-- Excerpted text --
Understanding these components tells you what's predictable (trend + seasonality) and what's noise (residual).

Stationarity: The Foundation

A time series is stationary when its statistical properties (mean, variance) don't change over time. Most forecasting methods require stationarity.

Property	Stationary	Non-Stationary
Mean	Constant over time	Trending up or down
Variance	Constant over time	Growing or shrinking
Autocorrelation	Depends only on lag	Changes over time

How to make data stationary:

Differencing: Subtract previous value. Removes trends.

Log transform: Stabilizes growing variance.

Seasonal differencing: Subtract value from same season last year.

The Augmented Dickey-Fuller (ADF) test statistically checks for stationarity. p-value < 0.05 = stationary.

Moving Averages: The Simplest Forecast

A moving average smooths out noise by averaging the last N values. Simple, but powerful for understanding trends.

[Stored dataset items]
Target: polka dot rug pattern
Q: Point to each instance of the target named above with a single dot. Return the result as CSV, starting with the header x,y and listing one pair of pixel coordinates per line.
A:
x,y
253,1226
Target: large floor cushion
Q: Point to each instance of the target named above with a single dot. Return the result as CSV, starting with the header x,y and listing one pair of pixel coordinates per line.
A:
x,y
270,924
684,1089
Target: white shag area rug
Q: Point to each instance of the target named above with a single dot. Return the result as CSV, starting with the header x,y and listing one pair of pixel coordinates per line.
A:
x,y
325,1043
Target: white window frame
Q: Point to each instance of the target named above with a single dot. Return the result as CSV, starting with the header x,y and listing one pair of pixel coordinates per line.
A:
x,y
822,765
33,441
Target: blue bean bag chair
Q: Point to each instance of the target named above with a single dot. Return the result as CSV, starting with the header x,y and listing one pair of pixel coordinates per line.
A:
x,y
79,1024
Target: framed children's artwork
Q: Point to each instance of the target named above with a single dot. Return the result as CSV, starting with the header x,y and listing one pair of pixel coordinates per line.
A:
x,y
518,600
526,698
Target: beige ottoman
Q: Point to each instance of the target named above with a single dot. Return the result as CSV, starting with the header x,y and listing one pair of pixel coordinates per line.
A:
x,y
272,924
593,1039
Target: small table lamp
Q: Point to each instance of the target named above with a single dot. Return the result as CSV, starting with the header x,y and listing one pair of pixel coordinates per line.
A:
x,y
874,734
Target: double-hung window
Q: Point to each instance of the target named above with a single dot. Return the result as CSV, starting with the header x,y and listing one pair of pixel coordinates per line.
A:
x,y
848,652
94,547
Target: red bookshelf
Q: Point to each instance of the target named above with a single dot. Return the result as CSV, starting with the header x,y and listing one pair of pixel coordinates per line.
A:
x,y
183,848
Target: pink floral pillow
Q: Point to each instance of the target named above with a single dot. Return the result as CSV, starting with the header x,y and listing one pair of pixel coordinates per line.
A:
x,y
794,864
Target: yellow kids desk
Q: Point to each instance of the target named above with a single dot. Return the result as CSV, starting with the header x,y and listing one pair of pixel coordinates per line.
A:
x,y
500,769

-- Set tasks --
1) Reproduce the time series text from "Differencing: Subtract previous" to "0.05 = stationary.".
2) Write the next part of the time series text, continuing after its final sentence.
The listing has no connection to the time series text.

-- Answers to the exercise --
1)
Differencing: Subtract previous value. Removes trends.

Log transform: Stabilizes growing variance.

Seasonal differencing: Subtract value from same season last year.

The Augmented Dickey-Fuller (ADF) test statistically checks for stationarity. p-value < 0.05 = stationary.

2)
Window	Effect	Use Case
7-day	Removes daily noise	Daily metrics dashboard
30-day	Shows monthly trend	Monthly business reviews
365-day	Shows year-over-year trend	Strategic planning

Exponential Moving Average (EMA) weights recent observations more heavily. Better than simple MA because it responds faster to changes.

ARIMA: The Classical Workhorse

ARIMA (AutoRegressive Integrated Moving Average) is the standard classical forecasting model. Despite the intimidating name, it combines three simple ideas:

AR (AutoRegressive): Future values depend on past values. "If sales were high last month, they'll likely be high this month."

I (Integrated): Differencing to achieve stationarity. "Look at changes, not absolute values."

MA (Moving Average): Future values depend on past forecast errors. "If we over-predicted last month, adjust down."

ARIMA(p, d, q):

p = number of past values to use (AR order)

d = number of times to difference (Integration order)

q = number of past errors to use (MA order)

SARIMA adds seasonal components: SARIMA(p,d,q)(P,D,Q,s) where s is the seasonal period (12 for monthly, 7 for daily).

When ARIMA Works Well

Single variable forecasting (no external features)

Clear trend and seasonality

Historical patterns will continue

Short-to-medium forecast horizons (days to months)

When ARIMA Fails

Multiple interacting variables (use multivariate models)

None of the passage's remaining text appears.